* BEGIN Given passage *

The result is “obviously wrong,” said one EU diplomat, granted anonymity to speak candidly, as the aim is to completely cut off Moscow’s supplies. The diplomat added that the bloc should ban imports from refineries using Russian oil as long as it can secure affordable alternative supplies.

Everybody knows

The EU is already well aware of the issue. 

Last May, the bloc’s foreign policy chief, Josep Borrell, said EU purchases of Indian fuels made with Russian oil “undermine the effectiveness of our restrictive measures” and are “circumventing our sanctions” — and urged the bloc’s capitals to deal with the issue.

A Commission spokesperson said the EU executive was “in regular contact with third countries” on circumvention, adding: “We remain determined to stay ahead of the curve … if need be with additional sanctions.”

But so far, neither Brussels nor EU capitals have moved an inch.

* END Given passage *
* BEGIN Entries *

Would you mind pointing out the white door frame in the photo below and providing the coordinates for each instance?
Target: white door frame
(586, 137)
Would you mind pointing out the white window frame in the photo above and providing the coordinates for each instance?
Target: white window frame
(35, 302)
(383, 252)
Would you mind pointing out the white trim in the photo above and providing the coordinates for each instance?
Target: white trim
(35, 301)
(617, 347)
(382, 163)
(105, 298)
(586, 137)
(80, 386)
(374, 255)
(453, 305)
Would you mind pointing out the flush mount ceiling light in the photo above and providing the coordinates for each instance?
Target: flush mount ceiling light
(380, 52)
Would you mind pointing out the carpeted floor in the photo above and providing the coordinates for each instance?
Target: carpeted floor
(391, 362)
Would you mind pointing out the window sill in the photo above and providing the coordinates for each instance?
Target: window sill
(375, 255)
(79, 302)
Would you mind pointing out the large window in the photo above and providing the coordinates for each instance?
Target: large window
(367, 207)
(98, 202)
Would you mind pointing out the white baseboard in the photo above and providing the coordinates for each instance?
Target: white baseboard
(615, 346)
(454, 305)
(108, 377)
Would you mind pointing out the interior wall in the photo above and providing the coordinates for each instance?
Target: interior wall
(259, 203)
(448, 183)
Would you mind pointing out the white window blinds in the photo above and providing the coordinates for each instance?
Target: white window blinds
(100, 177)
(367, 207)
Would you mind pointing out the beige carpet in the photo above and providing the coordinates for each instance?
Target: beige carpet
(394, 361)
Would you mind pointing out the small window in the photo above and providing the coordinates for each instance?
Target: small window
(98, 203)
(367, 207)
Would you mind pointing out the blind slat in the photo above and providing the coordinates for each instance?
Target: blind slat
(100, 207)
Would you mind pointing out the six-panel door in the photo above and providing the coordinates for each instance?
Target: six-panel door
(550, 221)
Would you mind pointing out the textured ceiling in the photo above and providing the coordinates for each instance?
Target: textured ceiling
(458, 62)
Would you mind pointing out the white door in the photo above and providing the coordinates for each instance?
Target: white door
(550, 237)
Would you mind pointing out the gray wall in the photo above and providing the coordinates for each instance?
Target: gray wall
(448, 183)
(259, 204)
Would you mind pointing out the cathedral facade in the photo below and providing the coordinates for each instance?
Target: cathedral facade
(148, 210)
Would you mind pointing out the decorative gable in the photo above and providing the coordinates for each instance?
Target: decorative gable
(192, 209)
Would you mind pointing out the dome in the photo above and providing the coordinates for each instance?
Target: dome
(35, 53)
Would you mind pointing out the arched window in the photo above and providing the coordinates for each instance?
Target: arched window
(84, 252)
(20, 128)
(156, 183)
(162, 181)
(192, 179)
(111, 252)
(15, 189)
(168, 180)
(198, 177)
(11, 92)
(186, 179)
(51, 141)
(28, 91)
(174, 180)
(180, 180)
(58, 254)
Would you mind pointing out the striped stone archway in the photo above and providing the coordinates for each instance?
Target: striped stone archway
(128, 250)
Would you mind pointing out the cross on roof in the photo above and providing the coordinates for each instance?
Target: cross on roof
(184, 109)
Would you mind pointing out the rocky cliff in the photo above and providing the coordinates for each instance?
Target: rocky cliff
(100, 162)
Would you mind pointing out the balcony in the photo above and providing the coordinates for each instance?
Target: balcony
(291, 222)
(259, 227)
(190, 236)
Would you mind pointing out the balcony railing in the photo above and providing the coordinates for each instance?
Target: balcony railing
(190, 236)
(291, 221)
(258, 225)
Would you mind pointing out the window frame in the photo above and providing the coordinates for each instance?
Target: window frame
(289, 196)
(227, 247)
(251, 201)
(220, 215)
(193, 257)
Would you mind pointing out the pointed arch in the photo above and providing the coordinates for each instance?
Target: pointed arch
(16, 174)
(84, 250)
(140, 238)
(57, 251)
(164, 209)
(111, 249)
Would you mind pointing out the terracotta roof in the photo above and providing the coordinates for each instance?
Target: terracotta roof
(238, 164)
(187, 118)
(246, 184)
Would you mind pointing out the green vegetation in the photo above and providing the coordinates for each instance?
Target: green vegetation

* END Entries *

▸ **Exercise task**: Pick up the article on EU sanctions and Indian fuel made from Russian oil, and continue it from its final sentence.

▸ **Expected output**:
That’s largely because doing so “would be massively disruptive and trigger large price hikes” on diesel, said Eugene Lindell, head of refined products at the FGE energy consultancy. The fuel is already “incredibly expensive” after the EU banned direct oil imports from Russia, and the recent Houthi rebel attacks on cargoes in the Red Sea, he added.  

“EU governments are fighting right now to not have their economies go into recession,” Lindell said. And despite the bloc’s desire to drain Russia’s revenues, there’s an “economic imperative which trumps politics even between archenemies.”